Selected excerpt:

----------

Black Bloc adherents detest those of us on the organized left and seek, quite consciously, to take away our tools of empowerment. They confuse acts of petty vandalism and a repellent cynicism with revolution. The real enemies, they argue, are not the corporate capitalists, but their collaborators among the unions, workers' movements, radical intellectuals, environmental activists and populist movements such as the Zapatistas. Any group that seeks to rebuild social structures, especially through nonviolent acts of civil disobedience, rather than physically destroy, becomes, in the eyes of Black Bloc anarchists, the enemy. Black Bloc anarchists spend most of their fury not on the architects of the North American Free Trade Agreement (NAFTA) or globalism, but on those, such as the Zapatistas, who respond to the problem. It is a grotesque inversion of value systems.
Because Black Bloc anarchists do not believe in organization, indeed oppose all organized movements, they ensure their own powerlessness. They can only be obstructionist. And they are primarily obstructionist to those who resist. John Zerzan, one of the principal ideologues of the Black Bloc movement in the United States, defended "Industrial Society and Its Future," the rambling manifesto by Theodore Kaczynski, known as the Unabomber, although he did not endorse Kaczynski's bombings. Zerzan is a fierce critic of a long list of supposed sellouts starting with Noam Chomsky. Black Bloc anarchists are an example of what Theodore Roszak in "The Making of a Counter Culture" called the "progressive adolescentization" of the American left.
In Zerzan's now defunct magazine Green Anarchy (which survives as a website) he published an article by someone named "Venomous Butterfly" that excoriated the Zapatista Army for National Liberation (EZLN). The essay declared that "not only are those [the Zapatistas'] aims not anarchist; they are not even revolutionary." It also denounced the indigenous movement for "nationalist language," for asserting the right of people to "alter or modify their form of government" and for having the goals of "work, land, housing, health care, education, independence, freedom, democracy, justice and peace." The movement, the article stated, was not worthy of support because it called for "nothing concrete that could not be provided by capitalism."

----------

Record excerpts:

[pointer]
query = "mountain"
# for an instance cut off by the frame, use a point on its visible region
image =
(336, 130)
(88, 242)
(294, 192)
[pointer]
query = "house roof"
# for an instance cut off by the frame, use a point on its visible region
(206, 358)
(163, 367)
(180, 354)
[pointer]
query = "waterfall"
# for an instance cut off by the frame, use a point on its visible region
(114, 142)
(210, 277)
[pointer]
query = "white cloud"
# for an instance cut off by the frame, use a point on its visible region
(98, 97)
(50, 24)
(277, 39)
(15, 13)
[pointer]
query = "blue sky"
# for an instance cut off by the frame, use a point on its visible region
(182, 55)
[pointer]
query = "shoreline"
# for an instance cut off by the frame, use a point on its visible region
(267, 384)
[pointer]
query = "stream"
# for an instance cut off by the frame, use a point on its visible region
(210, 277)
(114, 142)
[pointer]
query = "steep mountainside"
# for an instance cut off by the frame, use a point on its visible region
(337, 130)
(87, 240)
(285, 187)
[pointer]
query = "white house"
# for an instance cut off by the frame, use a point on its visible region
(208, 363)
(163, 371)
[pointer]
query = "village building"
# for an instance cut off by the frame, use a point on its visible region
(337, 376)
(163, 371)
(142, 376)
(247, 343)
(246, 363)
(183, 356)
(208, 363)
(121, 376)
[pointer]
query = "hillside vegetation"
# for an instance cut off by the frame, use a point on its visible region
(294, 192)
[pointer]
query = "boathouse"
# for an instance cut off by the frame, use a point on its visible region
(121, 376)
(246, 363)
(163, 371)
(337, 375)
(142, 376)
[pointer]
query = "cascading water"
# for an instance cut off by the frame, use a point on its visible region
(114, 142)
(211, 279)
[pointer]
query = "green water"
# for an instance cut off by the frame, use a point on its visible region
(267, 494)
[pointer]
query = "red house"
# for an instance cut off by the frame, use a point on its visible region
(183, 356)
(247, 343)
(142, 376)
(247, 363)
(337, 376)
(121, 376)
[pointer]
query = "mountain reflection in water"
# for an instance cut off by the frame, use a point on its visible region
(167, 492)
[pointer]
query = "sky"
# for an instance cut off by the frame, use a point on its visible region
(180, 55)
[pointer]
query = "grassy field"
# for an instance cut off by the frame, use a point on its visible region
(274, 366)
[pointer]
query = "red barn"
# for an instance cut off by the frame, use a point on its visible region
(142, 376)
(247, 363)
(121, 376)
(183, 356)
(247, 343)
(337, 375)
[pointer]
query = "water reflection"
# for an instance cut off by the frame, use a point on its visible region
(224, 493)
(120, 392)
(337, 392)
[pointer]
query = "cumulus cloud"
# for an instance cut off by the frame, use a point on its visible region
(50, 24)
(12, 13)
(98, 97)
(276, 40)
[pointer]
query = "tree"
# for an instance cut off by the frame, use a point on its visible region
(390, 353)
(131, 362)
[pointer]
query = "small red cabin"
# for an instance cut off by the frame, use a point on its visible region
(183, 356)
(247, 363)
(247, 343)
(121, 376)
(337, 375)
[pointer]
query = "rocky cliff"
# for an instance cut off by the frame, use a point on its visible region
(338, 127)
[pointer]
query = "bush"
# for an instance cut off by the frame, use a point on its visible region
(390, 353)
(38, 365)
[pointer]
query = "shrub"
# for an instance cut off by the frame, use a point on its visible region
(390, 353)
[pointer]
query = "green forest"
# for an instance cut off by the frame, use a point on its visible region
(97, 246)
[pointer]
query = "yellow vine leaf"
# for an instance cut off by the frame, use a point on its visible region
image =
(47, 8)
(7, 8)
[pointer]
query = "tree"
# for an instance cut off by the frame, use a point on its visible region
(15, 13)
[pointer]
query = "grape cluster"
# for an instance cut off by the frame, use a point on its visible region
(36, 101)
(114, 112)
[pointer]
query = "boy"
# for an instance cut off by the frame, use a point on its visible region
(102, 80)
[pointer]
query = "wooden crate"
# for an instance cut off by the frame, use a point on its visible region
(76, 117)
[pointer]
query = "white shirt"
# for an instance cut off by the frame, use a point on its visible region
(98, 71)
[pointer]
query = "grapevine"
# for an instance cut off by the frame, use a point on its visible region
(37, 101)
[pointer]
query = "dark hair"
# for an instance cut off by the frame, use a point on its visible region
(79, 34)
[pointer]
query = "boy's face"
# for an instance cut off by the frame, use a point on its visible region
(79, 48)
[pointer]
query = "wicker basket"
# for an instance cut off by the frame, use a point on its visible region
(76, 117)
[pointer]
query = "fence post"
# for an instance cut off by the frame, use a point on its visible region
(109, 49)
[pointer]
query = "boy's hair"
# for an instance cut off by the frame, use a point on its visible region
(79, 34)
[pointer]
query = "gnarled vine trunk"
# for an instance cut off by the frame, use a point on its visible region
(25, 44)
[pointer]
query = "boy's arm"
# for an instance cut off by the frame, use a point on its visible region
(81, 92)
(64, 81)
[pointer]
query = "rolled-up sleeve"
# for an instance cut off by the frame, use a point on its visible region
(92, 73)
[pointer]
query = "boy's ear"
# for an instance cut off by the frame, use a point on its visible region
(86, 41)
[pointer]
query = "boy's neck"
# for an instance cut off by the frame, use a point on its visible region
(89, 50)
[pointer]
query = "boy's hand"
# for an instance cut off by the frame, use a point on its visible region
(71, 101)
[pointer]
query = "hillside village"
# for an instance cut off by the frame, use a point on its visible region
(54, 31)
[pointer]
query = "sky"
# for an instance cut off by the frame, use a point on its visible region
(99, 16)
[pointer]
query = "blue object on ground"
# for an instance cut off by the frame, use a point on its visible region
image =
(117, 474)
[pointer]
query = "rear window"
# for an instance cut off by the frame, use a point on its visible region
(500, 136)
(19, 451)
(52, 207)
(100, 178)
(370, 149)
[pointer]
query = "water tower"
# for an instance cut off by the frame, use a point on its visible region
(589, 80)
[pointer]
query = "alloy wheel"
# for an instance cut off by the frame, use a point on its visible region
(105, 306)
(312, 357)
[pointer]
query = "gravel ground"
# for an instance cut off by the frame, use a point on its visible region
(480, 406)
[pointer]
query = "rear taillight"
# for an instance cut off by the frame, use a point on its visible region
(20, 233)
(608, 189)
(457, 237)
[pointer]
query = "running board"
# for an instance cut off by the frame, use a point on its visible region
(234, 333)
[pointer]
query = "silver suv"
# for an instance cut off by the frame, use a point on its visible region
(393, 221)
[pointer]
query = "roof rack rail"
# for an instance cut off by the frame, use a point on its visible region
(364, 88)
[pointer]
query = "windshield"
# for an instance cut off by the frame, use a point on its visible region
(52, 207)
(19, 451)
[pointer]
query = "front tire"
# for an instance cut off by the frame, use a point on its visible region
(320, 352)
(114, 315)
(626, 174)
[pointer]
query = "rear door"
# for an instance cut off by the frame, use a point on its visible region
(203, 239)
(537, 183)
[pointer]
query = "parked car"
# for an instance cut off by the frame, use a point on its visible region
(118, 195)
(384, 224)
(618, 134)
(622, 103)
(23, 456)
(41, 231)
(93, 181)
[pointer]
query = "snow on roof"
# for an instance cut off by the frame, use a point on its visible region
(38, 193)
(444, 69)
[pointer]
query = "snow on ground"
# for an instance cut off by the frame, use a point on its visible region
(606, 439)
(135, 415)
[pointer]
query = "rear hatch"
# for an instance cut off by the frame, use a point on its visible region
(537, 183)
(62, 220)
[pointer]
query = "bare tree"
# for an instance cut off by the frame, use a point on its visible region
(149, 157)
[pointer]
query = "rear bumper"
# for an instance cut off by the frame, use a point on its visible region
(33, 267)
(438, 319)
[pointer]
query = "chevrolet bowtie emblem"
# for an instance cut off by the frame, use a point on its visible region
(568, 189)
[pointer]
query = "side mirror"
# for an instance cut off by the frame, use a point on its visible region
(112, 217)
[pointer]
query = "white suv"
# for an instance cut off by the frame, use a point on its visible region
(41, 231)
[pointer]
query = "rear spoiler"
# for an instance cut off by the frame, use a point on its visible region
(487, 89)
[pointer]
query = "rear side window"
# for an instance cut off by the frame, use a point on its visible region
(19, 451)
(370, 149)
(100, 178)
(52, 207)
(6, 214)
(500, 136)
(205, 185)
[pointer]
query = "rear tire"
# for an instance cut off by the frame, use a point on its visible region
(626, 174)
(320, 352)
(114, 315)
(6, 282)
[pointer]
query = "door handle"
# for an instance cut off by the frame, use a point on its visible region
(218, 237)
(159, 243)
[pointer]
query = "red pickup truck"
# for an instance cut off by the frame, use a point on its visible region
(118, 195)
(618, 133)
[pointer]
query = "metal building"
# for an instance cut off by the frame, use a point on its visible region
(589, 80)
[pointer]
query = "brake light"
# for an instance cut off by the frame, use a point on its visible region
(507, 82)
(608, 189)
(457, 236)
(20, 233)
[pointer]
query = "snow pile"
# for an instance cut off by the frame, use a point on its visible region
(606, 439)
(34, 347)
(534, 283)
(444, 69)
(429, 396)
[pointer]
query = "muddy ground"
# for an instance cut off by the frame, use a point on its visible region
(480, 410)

----------

From the passage on Black Bloc anarchists, rewrite the section starting at "Black Bloc adherents" and ending at "of value systems.", changing every "Zapatistas" to "EZLN".

Output of the exercise:
Black Bloc adherents detest those of us on the organized left and seek, quite consciously, to take away our tools of empowerment. They confuse acts of petty vandalism and a repellent cynicism with revolution. The real enemies, they argue, are not the corporate capitalists, but their collaborators among the unions, workers' movements, radical intellectuals, environmental activists and populist movements such as the EZLN. Any group that seeks to rebuild social structures, especially through nonviolent acts of civil disobedience, rather than physically destroy, becomes, in the eyes of Black Bloc anarchists, the enemy. Black Bloc anarchists spend most of their fury not on the architects of the North American Free Trade Agreement (NAFTA) or globalism, but on those, such as the EZLN, who respond to the problem. It is a grotesque inversion of value systems.